> [Extract provided]
Issue #10084 has been updated by Benoit Daloze.


Yui NARUSE wrote:
> >   class Unicode < self
> >     def self.download(name, *rest)
> >       super("http://www.unicode.org/Public/UCD/latest/ucd/#{name}", name, *rest)
> >     end
> >   end
> 
> "latest" is not acceptable because released Ruby's table must be a specific version.
> 
> Moreover generated lib/unicode_normalize/tables.rb is only 200MB. How about committing it to the repo like other conversion tables?

You probably meant 200 KB.

----------------------------------------
Feature #10084: Add Unicode String Normalization to String class
https://bugs.ruby-lang.org/issues/10084#change-49567

* Author: Martin Dürst
* Status: Assigned
* Priority: Normal
* Assignee: Martin Dürst
* Category: 
* Target version: Ruby 2.2.0
----------------------------------------
Unicode string normalization is a frequent operation when comparing or normalizing strings.

This should be available directly on the String class.

The proposed syntax is:

   'string'.normalize       # normalize 'string' according to NFC (most frequent on the Web)

> [To do]
(a) Answer these questions using the Ruby issue thread:
(i) Who is listed as the author of Feature #10084?
(ii) Why is "latest" not acceptable in the download URL?
(iii) Which normalization form does the proposed 'string'.normalize apply?
(b) Reproduce the section of the Ruby issue thread that begins with the words containing "Issue #10084 has" and ends with "a specific version.".
The entries that come next have no connection to the Ruby issue thread.

> [Provided information]
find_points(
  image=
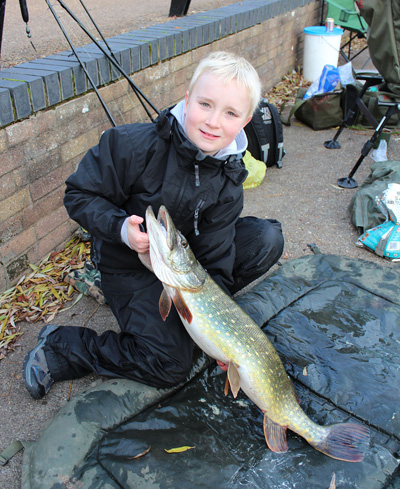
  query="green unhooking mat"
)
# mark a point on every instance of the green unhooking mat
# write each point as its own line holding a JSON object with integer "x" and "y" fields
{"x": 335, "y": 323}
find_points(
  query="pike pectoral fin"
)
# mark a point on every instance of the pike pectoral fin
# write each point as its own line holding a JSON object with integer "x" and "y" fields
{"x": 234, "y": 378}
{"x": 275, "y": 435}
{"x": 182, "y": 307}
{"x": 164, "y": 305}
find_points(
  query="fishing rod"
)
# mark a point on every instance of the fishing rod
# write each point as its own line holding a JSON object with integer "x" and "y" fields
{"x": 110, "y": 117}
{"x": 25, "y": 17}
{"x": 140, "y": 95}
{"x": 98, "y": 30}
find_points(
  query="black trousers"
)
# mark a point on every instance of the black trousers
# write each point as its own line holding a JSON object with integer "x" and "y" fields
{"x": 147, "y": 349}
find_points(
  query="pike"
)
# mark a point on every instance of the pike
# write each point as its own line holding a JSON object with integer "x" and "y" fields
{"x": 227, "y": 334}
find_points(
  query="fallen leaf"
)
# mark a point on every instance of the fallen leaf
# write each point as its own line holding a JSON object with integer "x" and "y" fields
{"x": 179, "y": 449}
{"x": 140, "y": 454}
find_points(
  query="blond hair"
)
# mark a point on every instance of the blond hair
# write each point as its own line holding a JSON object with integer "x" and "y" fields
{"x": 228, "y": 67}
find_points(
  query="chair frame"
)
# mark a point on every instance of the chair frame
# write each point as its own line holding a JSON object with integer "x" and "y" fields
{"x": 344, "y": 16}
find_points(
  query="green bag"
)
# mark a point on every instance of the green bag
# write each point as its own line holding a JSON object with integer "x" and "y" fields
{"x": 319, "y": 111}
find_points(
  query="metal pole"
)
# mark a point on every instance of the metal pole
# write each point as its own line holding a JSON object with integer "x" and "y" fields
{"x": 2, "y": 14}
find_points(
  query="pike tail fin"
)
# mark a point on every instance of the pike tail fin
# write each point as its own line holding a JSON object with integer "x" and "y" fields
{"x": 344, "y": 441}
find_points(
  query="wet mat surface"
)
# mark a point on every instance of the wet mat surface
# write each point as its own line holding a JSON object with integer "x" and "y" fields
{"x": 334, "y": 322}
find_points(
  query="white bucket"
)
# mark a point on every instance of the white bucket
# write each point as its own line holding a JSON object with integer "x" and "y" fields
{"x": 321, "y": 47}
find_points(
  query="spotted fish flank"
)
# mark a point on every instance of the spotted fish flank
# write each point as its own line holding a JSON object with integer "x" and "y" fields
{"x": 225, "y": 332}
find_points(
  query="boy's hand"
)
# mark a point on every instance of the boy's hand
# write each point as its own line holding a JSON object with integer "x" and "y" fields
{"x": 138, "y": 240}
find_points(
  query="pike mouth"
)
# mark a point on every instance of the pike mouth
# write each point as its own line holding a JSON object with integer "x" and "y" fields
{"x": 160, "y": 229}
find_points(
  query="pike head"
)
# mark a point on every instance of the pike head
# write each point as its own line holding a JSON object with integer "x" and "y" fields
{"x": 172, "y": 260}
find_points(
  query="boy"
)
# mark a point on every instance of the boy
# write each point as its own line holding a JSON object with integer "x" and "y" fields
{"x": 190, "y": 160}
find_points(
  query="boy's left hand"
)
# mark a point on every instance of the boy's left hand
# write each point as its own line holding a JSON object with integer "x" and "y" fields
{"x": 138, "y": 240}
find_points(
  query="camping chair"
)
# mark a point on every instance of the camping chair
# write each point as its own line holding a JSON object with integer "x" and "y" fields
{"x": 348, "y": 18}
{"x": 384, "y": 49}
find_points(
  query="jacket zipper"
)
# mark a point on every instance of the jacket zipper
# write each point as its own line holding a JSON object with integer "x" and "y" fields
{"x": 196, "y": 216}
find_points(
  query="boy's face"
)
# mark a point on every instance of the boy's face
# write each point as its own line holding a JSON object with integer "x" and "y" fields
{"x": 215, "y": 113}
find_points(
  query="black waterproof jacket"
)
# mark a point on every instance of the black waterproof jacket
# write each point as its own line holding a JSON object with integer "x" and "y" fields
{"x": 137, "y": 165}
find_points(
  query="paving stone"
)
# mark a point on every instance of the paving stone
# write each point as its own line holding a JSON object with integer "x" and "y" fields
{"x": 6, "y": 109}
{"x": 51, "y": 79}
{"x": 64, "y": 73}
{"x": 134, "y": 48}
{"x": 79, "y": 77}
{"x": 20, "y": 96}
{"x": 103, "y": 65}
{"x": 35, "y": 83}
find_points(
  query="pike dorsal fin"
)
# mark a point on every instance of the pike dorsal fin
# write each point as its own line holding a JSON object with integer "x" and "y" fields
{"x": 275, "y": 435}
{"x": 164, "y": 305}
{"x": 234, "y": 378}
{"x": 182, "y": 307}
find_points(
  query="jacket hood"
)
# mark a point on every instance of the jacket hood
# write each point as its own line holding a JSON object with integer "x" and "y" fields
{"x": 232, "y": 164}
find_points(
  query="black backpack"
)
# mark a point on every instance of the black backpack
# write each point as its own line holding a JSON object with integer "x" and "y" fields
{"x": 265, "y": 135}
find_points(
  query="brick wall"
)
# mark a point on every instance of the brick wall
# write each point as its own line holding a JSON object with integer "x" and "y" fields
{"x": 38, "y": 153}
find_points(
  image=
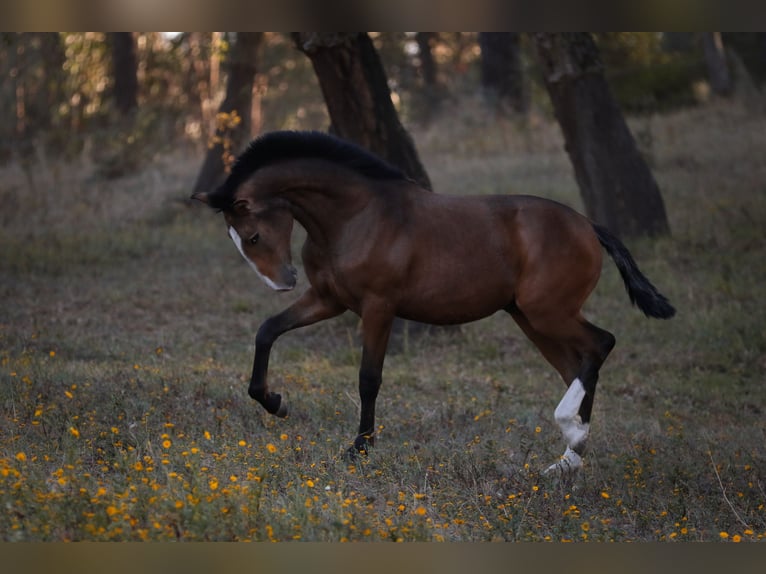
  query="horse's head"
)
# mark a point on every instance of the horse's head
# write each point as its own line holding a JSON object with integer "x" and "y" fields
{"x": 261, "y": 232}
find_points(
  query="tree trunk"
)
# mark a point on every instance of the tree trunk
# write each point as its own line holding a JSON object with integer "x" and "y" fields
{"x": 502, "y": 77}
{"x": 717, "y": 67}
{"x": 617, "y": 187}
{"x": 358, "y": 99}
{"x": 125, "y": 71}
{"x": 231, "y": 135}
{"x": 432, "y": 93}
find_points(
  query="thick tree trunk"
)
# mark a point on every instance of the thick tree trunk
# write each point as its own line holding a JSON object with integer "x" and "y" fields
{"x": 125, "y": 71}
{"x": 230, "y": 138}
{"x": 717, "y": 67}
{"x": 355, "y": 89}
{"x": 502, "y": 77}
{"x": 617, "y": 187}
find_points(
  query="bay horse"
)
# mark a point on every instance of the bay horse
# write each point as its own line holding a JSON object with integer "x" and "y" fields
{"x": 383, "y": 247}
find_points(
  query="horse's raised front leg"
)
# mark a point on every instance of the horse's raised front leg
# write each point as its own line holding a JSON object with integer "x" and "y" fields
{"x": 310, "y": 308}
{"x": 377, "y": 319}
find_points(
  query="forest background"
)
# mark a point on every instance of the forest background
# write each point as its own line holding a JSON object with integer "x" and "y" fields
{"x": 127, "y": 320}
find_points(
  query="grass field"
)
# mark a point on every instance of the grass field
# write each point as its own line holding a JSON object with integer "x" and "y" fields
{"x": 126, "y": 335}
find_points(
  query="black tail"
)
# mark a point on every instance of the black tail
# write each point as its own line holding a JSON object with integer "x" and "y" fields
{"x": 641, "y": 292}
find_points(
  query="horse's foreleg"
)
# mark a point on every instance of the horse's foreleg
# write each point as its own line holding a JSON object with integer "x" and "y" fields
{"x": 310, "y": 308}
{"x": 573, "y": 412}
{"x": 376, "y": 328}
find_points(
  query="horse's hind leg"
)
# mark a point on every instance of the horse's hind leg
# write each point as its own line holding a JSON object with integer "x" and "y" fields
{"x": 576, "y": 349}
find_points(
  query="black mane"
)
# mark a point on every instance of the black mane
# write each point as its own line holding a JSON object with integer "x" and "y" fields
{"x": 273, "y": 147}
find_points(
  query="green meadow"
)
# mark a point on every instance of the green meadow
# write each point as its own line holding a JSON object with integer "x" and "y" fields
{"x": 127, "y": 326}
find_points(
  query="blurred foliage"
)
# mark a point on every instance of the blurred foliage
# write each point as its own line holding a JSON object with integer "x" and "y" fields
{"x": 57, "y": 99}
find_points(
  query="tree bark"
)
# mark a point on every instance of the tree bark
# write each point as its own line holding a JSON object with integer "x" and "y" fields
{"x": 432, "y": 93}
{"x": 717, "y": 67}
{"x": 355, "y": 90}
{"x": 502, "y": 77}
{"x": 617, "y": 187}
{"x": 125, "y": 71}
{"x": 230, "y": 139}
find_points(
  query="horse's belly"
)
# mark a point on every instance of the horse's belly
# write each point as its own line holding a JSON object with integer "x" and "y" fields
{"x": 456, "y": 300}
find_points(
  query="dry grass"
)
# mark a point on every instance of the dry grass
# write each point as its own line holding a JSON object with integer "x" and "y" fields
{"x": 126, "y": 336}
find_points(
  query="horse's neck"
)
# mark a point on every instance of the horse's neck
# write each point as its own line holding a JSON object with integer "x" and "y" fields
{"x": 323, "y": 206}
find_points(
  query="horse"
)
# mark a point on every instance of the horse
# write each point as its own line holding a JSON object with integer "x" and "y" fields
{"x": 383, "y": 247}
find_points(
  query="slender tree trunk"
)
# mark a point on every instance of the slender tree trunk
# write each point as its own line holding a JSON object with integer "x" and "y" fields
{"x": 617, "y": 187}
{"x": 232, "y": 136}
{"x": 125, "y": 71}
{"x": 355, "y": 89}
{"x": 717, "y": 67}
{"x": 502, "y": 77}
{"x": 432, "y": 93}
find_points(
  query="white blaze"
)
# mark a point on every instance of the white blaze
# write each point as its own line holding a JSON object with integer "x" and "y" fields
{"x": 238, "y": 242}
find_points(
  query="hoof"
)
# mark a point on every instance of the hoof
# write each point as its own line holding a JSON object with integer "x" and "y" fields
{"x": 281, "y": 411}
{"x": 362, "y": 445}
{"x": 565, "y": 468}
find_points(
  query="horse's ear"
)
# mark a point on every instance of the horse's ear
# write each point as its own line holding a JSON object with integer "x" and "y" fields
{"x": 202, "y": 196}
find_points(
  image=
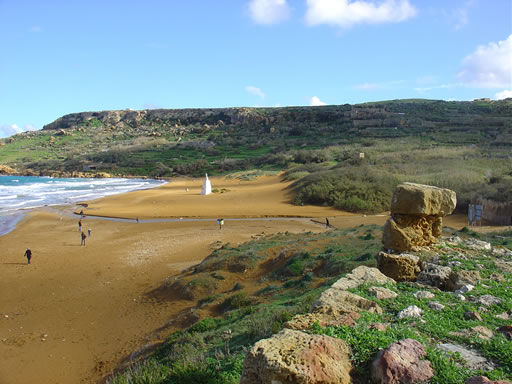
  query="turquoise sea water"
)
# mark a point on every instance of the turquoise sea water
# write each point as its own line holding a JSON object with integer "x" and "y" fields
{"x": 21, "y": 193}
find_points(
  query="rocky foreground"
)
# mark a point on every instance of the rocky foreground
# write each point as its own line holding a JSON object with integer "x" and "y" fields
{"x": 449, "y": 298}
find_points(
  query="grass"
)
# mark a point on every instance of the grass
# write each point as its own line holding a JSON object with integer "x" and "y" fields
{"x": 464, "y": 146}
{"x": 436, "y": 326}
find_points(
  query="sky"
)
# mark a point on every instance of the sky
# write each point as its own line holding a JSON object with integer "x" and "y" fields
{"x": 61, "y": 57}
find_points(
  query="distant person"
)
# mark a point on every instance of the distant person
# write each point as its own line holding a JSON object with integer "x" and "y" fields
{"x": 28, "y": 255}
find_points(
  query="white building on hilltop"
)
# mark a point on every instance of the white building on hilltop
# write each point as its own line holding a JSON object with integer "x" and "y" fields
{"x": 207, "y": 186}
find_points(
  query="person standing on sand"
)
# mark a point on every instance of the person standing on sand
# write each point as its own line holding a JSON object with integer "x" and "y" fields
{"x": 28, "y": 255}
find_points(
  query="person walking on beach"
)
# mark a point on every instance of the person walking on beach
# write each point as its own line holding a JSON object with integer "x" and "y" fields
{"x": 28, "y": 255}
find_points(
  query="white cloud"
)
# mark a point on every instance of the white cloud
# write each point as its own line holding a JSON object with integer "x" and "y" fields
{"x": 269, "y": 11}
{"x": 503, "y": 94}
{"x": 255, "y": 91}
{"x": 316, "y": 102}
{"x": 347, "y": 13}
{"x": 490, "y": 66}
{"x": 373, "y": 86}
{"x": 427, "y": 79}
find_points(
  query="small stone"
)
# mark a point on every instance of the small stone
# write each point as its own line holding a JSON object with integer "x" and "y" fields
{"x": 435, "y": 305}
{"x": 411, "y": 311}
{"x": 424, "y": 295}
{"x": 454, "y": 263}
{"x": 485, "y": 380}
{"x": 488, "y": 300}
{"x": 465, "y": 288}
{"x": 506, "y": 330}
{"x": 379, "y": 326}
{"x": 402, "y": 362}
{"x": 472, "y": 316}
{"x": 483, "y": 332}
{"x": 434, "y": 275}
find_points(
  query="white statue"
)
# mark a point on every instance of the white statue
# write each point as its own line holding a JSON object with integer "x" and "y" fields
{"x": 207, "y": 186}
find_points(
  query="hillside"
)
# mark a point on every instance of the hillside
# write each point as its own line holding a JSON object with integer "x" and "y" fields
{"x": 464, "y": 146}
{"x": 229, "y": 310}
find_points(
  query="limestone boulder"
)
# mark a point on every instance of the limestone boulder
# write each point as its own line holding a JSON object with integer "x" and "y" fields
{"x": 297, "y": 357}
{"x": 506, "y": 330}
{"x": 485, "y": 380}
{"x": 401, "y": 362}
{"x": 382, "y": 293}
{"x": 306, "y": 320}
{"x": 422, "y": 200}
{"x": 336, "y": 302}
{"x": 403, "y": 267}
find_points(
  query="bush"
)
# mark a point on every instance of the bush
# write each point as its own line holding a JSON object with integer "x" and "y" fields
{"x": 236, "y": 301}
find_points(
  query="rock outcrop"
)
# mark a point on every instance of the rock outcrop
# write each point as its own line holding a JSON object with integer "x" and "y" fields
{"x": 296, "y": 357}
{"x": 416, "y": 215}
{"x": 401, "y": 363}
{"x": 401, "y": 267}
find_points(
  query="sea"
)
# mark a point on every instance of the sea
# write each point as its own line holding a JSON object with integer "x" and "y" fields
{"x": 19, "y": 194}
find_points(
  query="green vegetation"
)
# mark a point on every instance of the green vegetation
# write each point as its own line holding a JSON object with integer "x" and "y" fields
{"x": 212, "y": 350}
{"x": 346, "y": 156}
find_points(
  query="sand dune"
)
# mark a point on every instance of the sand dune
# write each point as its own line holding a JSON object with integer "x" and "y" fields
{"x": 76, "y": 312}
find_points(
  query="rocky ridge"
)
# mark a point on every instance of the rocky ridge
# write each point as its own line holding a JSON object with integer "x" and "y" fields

> [Written answers]
(a)
(i) Martin Dürst
(ii) Released Ruby's table must be a specific version.
(iii) NFC

(b)
Issue #10084 has been updated by Benoit Daloze.


Yui NARUSE wrote:
> >   class Unicode < self
> >     def self.download(name, *rest)
> >       super("http://www.unicode.org/Public/UCD/latest/ucd/#{name}", name, *rest)
> >     end
> >   end
> 
> "latest" is not acceptable because released Ruby's table must be a specific version.